* [Directions for this task]:
Exact reproduction of the data is required, with images excluded.

::::

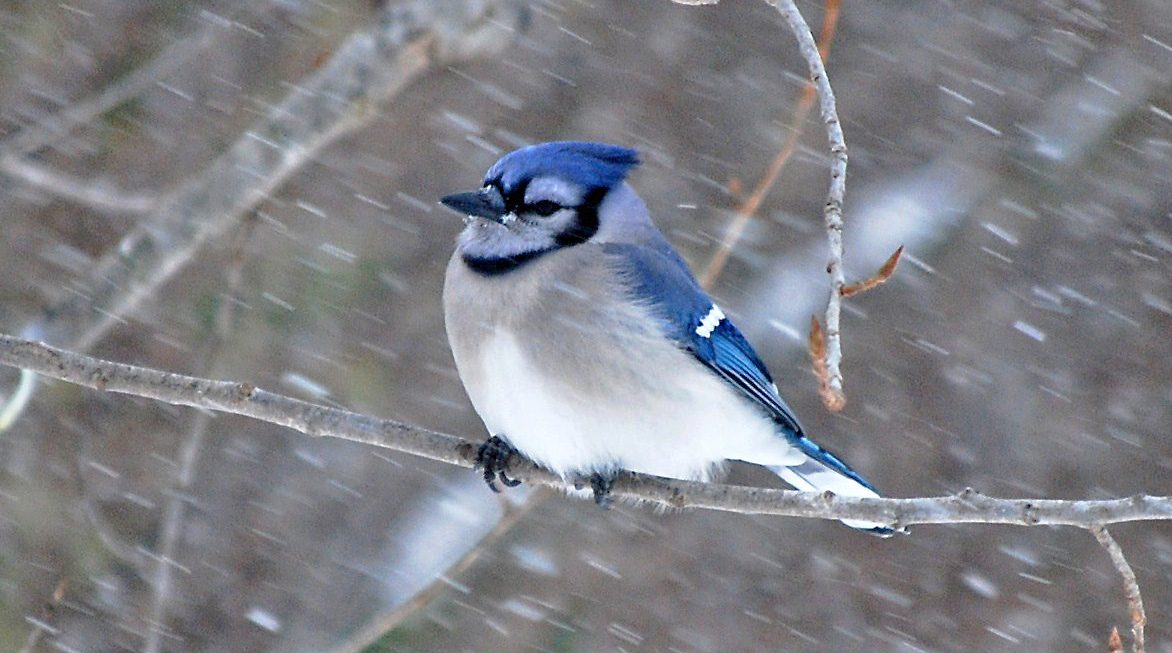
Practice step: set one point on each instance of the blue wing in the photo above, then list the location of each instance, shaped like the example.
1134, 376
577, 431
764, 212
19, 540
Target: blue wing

::::

* [Result below]:
Practice step: set one point on each instance of the blue wing in the photo above, then list the location of each instance, shaped like the example.
1134, 376
577, 431
764, 212
19, 540
Target: blue wing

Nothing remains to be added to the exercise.